EXERCISE:
Find every line in the material below that contains the string "railing", and copy each of those lines in full.

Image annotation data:
◆ ◆ ◆

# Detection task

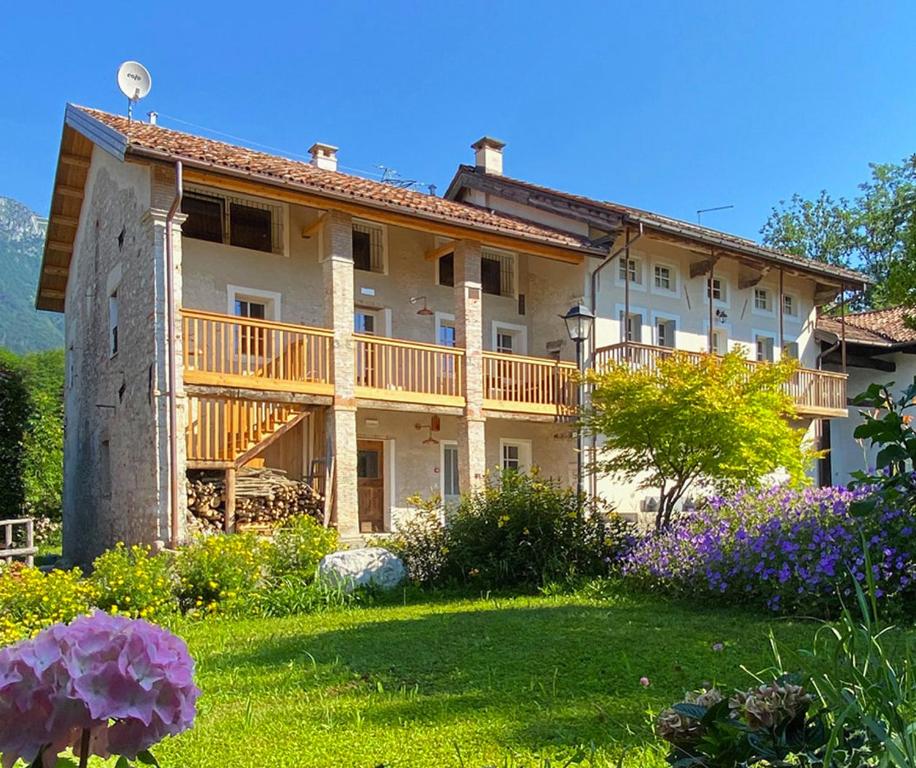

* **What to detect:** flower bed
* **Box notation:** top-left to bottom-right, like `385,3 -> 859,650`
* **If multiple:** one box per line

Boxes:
623,487 -> 916,613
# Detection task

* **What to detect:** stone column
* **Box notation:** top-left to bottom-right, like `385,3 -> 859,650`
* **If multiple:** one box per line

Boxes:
454,240 -> 487,493
321,211 -> 359,539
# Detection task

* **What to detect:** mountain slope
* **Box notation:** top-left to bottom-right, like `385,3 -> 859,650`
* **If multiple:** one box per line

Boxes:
0,197 -> 64,353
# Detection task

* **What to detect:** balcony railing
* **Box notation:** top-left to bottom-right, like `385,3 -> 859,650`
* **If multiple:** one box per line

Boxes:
483,352 -> 576,415
181,309 -> 334,395
356,334 -> 465,406
594,342 -> 846,417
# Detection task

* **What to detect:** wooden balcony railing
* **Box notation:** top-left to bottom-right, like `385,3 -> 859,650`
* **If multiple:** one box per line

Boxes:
483,352 -> 576,415
356,334 -> 465,406
594,342 -> 847,417
181,309 -> 334,395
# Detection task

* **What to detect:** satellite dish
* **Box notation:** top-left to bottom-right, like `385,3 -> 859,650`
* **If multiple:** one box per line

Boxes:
118,61 -> 153,102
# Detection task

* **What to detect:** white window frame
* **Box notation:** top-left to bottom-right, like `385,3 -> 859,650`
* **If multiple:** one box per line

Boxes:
480,246 -> 518,299
439,440 -> 462,504
614,253 -> 655,292
350,218 -> 388,275
750,328 -> 782,363
499,437 -> 532,473
490,320 -> 528,355
649,261 -> 681,297
614,304 -> 655,344
703,274 -> 732,309
652,311 -> 681,349
184,184 -> 288,258
226,285 -> 283,322
751,285 -> 779,317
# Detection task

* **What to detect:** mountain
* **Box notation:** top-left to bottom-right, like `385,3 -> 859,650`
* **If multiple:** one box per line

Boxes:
0,197 -> 64,353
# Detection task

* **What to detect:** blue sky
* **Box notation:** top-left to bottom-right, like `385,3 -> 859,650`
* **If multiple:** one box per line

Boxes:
0,0 -> 916,237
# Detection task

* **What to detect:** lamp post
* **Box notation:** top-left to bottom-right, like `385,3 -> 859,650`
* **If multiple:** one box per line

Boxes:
563,304 -> 595,510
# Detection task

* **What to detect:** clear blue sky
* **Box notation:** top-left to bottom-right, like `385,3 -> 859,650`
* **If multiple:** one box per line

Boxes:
0,0 -> 916,237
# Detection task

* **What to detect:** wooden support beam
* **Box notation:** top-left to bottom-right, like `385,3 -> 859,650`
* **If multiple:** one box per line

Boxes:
424,241 -> 457,261
54,184 -> 83,200
223,467 -> 238,533
60,152 -> 91,168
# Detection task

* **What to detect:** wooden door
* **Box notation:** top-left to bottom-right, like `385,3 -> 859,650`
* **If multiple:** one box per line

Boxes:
356,440 -> 385,533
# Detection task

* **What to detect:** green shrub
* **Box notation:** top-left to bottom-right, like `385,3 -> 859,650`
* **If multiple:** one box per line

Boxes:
92,543 -> 178,621
394,472 -> 634,587
175,533 -> 272,613
0,563 -> 96,646
271,515 -> 338,579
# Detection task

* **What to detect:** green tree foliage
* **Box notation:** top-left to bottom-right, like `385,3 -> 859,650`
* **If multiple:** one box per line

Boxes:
760,155 -> 916,308
583,349 -> 811,529
0,350 -> 64,519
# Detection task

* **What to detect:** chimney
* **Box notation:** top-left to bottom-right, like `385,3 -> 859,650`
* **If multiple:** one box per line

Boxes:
309,141 -> 337,171
471,136 -> 506,176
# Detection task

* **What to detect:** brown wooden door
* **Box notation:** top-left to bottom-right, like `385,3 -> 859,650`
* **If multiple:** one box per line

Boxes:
356,440 -> 385,533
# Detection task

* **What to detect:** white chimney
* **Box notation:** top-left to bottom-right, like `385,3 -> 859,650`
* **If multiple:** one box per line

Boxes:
309,141 -> 337,171
471,136 -> 506,176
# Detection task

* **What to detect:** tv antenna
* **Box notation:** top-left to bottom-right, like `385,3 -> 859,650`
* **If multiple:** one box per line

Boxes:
697,205 -> 735,224
118,61 -> 153,121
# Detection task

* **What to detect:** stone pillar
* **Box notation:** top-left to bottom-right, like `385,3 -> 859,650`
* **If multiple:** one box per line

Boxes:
321,211 -> 359,538
454,240 -> 487,493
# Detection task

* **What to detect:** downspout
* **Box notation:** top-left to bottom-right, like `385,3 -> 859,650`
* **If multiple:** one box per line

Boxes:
589,222 -> 645,498
165,160 -> 184,549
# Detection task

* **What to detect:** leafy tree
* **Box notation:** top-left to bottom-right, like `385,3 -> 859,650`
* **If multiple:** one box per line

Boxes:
760,155 -> 916,307
0,349 -> 64,519
583,349 -> 811,529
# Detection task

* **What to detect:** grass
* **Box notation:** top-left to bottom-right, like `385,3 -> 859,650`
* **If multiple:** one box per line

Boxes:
148,595 -> 814,768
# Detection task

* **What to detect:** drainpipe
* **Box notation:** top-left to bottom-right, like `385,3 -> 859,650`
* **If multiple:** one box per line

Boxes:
165,160 -> 184,549
589,222 -> 644,498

◆ ◆ ◆

RESULT FOR THIS TASK:
* **What to detect:** balcony railing
* **What to detect:** wooden balcony railing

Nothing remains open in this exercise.